What to work on »
• A. Translate this sentence from the court opinion below into Spanish: "APPEAL from a judgment of the Superior Court of the County of Maricopa."
• B. Answer these questions from the court opinion below:
(i) Which judge heard the case in the Superior Court?
(ii) On what date did the hotel company agree to employ and retain only union members in good standing?
(iii) What share of the hotel company's employees did Baldwin say were members or wanted to become members of the union?

Extract »
----
CANDIDO D. CORPUZ, JOSEPHINE VAN BOVEN, NORRIS FOLI, FRANK KENNEDY, CHARLES WADE, BILL McGLOCKLIN, SCOTTY OBY, JAMES KORONIKOLOS, VIRGIL RICHEY, NICK BALAGAT, MARY DeVANEY, LILLIAN O'NEILL, A. B. GASTON, ALBERTA BIGENIS, JANET HINTON, GRACE BIRD, ROSE HELF and HANE KINZLE, Appellants,
HOTEL AND RESTAURANT EMPLOYEES, INTERNATIONAL ALLIANCE AND BARTENDERS' INTERNATIONAL LEAGUE OF AMERICA LOCAL No. 631, a Voluntary Association of Workmen, and D. A. BALDWIN, for Himself and on Behalf of the Members of Hotel and Restaurant Employees' International Alliance of Bartenders' International League of America, Local Union No. 631, Appellees
APPEAL from a judgment of the Superior Court of the County of Maricopa. M. T. Phelps, Judge. Judgment affirmed.
Messrs. Jennings & Salmon, and Mr. Ozell M. Trask, for Appellants.
Mr. Geo. T. Wilson, and Messrs. Minne & Sorenson, for Appellees.
[61 Ariz. 485] STANFORD, J.
Local Union No. 631, claiming it has an agreement with the Westward Ho Hotel Company in which the latter agreed and bound itself on January 2, 1942 to employ and retain only members of the union in good standing, brought this action to enjoin the hotel company from violating its agreement by employing nonunion members in carrying on its business.
The hotel company admits in its answer the contract, but states that the union's agent D. A. Baldwin, at the time of its execution, represented to the hotel company that ninety-five per cent of its employees were members or desirous of becoming members of the union, and that all employees of defendant would immediately become members upon the execution of the agreement; that the hotel company believed said representations and relied thereon, and accordingly executed the agreement; that the representations were false and untrue to Baldwin's knowledge, and were made to deceive the hotel company and to induce it to execute the agreement.
----
Dataset excerpts »
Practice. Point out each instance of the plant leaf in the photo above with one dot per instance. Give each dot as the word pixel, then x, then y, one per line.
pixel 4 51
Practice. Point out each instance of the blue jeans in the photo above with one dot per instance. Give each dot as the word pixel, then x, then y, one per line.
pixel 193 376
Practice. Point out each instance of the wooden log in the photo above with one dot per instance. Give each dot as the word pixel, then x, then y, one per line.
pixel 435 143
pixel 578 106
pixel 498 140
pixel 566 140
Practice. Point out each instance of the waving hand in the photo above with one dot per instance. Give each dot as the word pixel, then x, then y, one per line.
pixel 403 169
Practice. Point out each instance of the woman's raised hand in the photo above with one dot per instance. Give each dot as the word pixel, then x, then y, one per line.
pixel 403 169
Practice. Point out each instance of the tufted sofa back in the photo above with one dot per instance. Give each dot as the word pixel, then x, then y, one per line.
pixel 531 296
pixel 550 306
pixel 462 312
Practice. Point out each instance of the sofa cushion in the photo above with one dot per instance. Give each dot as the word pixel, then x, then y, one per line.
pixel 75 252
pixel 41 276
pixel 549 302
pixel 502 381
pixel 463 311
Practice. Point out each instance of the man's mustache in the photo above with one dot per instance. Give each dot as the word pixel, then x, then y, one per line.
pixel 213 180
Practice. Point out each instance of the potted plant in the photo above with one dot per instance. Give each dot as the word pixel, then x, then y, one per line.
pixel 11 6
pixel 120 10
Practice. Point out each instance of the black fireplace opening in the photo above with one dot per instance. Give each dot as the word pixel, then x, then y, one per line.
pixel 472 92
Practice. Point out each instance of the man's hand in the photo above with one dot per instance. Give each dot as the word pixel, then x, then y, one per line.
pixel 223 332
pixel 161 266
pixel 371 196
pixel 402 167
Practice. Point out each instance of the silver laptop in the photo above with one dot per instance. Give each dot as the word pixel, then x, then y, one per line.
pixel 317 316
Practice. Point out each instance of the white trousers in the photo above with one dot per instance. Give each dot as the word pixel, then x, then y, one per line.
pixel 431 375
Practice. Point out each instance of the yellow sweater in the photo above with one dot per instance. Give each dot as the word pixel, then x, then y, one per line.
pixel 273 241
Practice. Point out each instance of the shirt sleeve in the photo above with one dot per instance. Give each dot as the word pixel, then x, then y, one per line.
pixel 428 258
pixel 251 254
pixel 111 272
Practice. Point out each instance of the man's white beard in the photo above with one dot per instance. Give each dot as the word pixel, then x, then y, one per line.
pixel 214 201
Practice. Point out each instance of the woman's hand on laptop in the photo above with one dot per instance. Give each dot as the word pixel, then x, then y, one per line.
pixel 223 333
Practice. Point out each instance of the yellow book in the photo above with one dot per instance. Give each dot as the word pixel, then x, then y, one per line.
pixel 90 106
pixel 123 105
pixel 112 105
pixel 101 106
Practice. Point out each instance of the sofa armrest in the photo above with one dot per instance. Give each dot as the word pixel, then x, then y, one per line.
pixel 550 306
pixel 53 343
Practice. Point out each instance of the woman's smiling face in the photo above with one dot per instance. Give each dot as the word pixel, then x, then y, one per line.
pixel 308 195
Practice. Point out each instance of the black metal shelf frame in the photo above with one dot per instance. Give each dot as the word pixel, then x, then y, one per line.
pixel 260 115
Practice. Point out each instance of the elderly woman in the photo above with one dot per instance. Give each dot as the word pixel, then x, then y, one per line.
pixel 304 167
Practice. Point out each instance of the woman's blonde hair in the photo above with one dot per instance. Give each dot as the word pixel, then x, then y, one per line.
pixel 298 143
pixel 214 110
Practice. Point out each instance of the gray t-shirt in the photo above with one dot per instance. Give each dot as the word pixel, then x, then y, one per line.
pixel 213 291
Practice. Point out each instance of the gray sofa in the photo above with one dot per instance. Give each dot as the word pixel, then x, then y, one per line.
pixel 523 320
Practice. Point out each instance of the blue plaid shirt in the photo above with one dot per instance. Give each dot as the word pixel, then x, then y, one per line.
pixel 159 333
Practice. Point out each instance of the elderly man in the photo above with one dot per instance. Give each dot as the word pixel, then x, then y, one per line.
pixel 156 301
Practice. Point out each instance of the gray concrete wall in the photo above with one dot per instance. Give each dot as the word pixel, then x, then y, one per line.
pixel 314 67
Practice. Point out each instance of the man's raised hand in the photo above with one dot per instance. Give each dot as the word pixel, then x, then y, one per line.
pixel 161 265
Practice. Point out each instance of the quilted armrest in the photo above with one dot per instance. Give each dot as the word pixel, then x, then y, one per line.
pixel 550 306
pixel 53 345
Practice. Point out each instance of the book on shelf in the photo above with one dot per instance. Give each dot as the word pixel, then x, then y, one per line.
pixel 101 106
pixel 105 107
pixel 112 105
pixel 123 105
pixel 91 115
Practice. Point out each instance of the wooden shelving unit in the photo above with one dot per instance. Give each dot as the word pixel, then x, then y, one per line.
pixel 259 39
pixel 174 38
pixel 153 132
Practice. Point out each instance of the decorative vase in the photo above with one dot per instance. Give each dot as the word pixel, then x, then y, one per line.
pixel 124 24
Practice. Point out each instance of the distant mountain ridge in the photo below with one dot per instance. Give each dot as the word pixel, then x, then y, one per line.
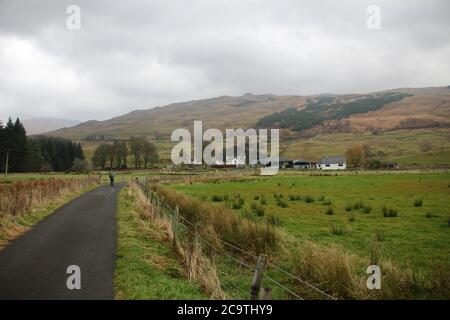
pixel 428 104
pixel 35 126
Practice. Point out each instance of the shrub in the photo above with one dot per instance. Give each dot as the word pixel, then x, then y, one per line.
pixel 389 212
pixel 216 198
pixel 379 235
pixel 367 209
pixel 274 220
pixel 263 200
pixel 238 204
pixel 248 215
pixel 337 229
pixel 219 222
pixel 418 203
pixel 260 211
pixel 429 215
pixel 282 203
pixel 358 205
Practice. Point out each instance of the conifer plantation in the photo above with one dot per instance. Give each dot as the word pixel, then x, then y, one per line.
pixel 19 153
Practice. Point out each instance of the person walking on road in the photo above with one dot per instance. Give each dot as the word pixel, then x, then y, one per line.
pixel 112 176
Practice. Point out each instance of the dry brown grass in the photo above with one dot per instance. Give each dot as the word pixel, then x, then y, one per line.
pixel 23 198
pixel 218 222
pixel 342 275
pixel 198 267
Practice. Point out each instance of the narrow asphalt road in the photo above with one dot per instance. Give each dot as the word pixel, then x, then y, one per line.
pixel 81 233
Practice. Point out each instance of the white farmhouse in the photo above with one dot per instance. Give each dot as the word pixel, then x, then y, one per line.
pixel 332 163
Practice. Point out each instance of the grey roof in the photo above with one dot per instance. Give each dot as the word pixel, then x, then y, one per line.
pixel 301 160
pixel 332 160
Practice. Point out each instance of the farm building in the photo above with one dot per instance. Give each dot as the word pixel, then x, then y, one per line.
pixel 303 164
pixel 282 163
pixel 332 163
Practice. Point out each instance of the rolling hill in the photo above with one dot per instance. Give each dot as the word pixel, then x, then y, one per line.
pixel 413 128
pixel 41 125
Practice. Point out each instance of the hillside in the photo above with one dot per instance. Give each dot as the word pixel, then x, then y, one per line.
pixel 41 125
pixel 425 111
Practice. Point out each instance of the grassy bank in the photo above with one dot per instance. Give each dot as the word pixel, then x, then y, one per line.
pixel 25 203
pixel 146 266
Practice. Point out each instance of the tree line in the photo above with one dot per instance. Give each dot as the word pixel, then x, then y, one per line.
pixel 115 155
pixel 19 153
pixel 326 108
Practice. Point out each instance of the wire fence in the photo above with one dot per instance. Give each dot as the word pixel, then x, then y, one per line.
pixel 238 275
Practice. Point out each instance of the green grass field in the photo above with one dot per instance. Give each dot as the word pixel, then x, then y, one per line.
pixel 147 267
pixel 418 237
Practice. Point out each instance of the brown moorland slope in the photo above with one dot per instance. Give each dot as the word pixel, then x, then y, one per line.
pixel 423 115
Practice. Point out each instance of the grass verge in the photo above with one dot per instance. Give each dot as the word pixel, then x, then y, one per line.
pixel 13 226
pixel 146 266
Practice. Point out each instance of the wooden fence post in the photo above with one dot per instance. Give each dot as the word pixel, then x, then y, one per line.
pixel 259 271
pixel 175 224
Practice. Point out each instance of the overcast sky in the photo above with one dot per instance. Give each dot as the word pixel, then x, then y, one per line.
pixel 139 54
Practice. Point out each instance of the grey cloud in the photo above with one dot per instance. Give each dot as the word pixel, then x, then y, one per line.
pixel 139 54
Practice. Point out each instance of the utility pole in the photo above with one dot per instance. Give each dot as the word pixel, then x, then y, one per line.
pixel 6 164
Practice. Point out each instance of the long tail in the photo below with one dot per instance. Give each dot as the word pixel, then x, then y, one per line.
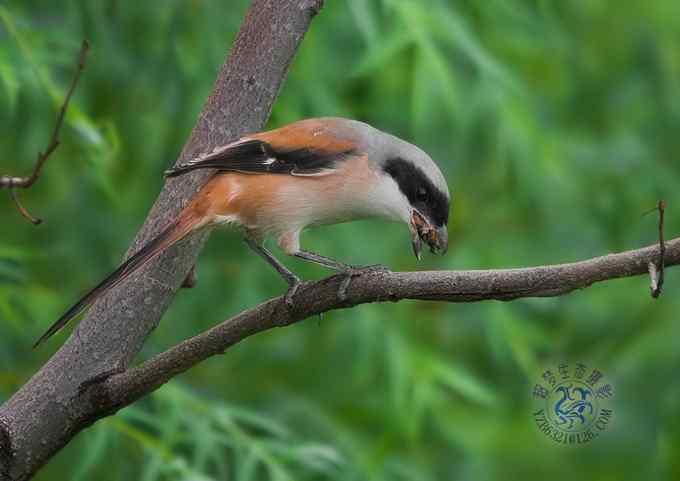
pixel 172 234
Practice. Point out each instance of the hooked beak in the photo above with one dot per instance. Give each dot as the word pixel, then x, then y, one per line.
pixel 423 230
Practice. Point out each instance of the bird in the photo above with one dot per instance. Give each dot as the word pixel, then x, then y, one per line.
pixel 309 173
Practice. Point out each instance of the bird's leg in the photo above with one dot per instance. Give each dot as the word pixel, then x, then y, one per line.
pixel 349 271
pixel 292 280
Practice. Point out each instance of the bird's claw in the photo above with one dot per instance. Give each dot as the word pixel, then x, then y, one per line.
pixel 356 271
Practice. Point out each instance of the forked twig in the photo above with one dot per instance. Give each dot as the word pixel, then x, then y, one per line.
pixel 11 182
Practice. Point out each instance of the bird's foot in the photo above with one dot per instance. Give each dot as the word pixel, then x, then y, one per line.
pixel 355 271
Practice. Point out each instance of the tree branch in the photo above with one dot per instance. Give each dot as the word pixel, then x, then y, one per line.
pixel 50 409
pixel 10 182
pixel 318 297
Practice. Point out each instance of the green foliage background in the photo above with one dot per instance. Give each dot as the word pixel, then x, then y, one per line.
pixel 557 124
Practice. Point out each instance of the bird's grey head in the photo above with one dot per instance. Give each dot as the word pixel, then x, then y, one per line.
pixel 412 189
pixel 422 187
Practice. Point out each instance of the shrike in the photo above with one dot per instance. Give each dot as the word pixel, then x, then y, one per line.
pixel 308 173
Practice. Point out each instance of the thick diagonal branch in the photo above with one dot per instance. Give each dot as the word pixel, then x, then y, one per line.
pixel 318 297
pixel 50 408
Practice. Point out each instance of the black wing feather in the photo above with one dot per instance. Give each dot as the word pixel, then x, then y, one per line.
pixel 257 156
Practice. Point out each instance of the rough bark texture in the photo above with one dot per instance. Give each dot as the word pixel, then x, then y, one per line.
pixel 51 408
pixel 317 297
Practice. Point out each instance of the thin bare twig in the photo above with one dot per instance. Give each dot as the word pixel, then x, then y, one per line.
pixel 12 182
pixel 656 270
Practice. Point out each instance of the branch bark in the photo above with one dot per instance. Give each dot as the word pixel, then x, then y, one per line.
pixel 50 408
pixel 318 297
----
Solutions »
• A. APELACIÓN de una sentencia del Tribunal Superior del Condado de Maricopa.

• B.
(i) M. T. Phelps
(ii) January 2, 1942
(iii) Ninety-five per cent